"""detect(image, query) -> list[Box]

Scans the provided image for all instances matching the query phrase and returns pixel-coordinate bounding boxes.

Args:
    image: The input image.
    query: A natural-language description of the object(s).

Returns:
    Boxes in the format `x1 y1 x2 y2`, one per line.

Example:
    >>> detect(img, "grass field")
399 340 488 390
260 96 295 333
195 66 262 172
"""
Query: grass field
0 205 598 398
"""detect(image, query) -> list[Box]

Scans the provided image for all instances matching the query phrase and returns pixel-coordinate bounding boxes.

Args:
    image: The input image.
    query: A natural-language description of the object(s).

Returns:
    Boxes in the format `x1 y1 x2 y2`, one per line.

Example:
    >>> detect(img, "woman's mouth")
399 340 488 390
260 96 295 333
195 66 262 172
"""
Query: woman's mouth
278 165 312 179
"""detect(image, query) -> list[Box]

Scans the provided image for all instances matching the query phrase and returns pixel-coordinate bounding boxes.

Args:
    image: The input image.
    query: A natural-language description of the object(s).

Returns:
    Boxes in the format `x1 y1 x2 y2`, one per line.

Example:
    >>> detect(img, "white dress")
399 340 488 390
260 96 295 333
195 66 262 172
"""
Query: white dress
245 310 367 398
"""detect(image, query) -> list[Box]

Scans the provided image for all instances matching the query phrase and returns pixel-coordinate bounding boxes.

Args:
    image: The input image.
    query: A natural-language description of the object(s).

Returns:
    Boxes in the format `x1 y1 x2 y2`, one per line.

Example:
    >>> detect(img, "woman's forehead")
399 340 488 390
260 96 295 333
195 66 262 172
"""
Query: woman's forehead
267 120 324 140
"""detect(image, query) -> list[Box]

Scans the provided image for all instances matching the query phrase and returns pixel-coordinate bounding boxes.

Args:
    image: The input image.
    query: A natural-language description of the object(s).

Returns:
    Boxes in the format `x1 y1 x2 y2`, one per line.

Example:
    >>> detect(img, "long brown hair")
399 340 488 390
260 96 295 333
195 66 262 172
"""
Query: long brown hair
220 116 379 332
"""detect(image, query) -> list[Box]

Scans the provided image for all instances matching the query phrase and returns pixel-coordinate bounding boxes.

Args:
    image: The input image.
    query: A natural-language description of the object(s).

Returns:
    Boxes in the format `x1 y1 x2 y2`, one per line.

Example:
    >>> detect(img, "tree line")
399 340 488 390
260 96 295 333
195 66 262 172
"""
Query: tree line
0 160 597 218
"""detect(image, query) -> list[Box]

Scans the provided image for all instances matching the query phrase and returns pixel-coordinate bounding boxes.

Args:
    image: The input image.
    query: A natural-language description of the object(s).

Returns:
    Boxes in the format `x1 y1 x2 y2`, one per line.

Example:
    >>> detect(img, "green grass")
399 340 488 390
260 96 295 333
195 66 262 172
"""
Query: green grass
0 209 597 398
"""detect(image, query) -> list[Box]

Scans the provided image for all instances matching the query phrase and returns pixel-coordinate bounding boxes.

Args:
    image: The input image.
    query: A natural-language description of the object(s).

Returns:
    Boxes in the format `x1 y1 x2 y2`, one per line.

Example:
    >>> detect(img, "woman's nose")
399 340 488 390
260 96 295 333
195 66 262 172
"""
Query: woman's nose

+++

• [Exercise description]: Copy out each record, keeping every word as it is.

• [Your solution]:
"""detect(image, query) -> list[Box]

Scans the provided image for all instances matching the query phrase and returns pixel-coordinate bounding boxes.

Args:
    image: The input image.
    query: A natural-language description of the object(s).

Returns:
    Boxes in the format `x1 y1 x2 y2`, one per line.

Example:
    >>> detect(img, "grass field")
399 340 488 390
260 96 295 333
195 66 262 172
"""
Query: grass field
0 205 598 398
"""detect(image, query) -> list[Box]

Scans the provided image for all instances matching the query phrase and returns pixel-coordinate bounding boxes.

Args:
    image: The input image.
    query: A natural-language description of the object(s).

Returns:
    Boxes in the format `x1 y1 x2 y2`, one per line.

Example:
    >>> detect(img, "woman's mouth")
399 340 488 390
260 96 295 333
195 66 262 172
"""
Query: woman's mouth
278 165 312 179
"""detect(image, query) -> list[Box]

Scans the provided image for all instances matching the query phrase and returns pixel-coordinate bounding boxes.

Args:
    image: The input image.
    query: A natural-language description of the object(s).

Returns:
    Boxes in the format `x1 y1 x2 y2`, one per line.

Example:
    >>> detect(img, "white dress")
399 340 488 390
260 96 295 333
195 66 262 172
"""
Query: white dress
245 310 367 398
"""detect(image, query) -> list[Box]

Scans the provided image for all instances matching the query phrase and returns pixel-coordinate bounding boxes.

Args:
    image: The input image.
    query: A natural-language description of the object(s).

Returns:
    Boxes in the format `x1 y1 x2 y2`, one per line.

Example:
    >>> detect(img, "woman's forehead")
399 340 488 390
260 96 295 333
195 66 262 172
"""
Query: woman's forehead
267 120 324 140
"""detect(image, query) -> list[Box]

Scans the provided image for all instances matching the query phrase and returns pixel-coordinate bounding boxes.

Args:
    image: The input image.
    query: A natural-language description of the object(s).

Returns:
    Boxes in the format `x1 y1 x2 y2`, one per line.

Example:
    >>> detect(img, "long brown hair")
399 340 488 390
260 96 295 333
195 66 262 172
"""
Query: long brown hair
220 116 379 332
"""detect(image, query) -> list[Box]

Scans the provided image for all instances matching the query phrase and returns pixel-coordinate bounding boxes.

Args:
    image: The input image.
    query: A natural-language description of the object(s).

Returns:
    Boxes in the format `x1 y1 x2 y2`, one per line.

Example:
    >>> detect(img, "tree line")
399 340 488 390
260 96 295 333
195 66 262 172
"""
Query: tree line
0 160 597 218
"""detect(image, query) -> list[Box]

Scans the provided image for all instances matching the query phrase and returns pixel-coordinate bounding boxes.

Args:
    image: The input image.
    query: A natural-language description of the object(s).

Returns:
    Boxes in the format `x1 y1 x2 y2`, one per line.

Example:
    >>> detect(img, "green grass")
399 340 488 390
260 96 295 333
195 66 262 172
"""
Query: green grass
0 209 597 398
"""detect(image, query) -> list[Box]

Scans the provided image for all instances matching the query phrase and returns pixel-coordinate bounding boxes.

Args:
    image: The input image.
    query: A natural-language description of the object(s).

Returns:
    Boxes in the format `x1 y1 x2 y2`, one per line.

Example:
    >>> detect(img, "woman's nose")
399 340 488 390
260 96 295 333
195 66 262 172
"""
Query: woman's nose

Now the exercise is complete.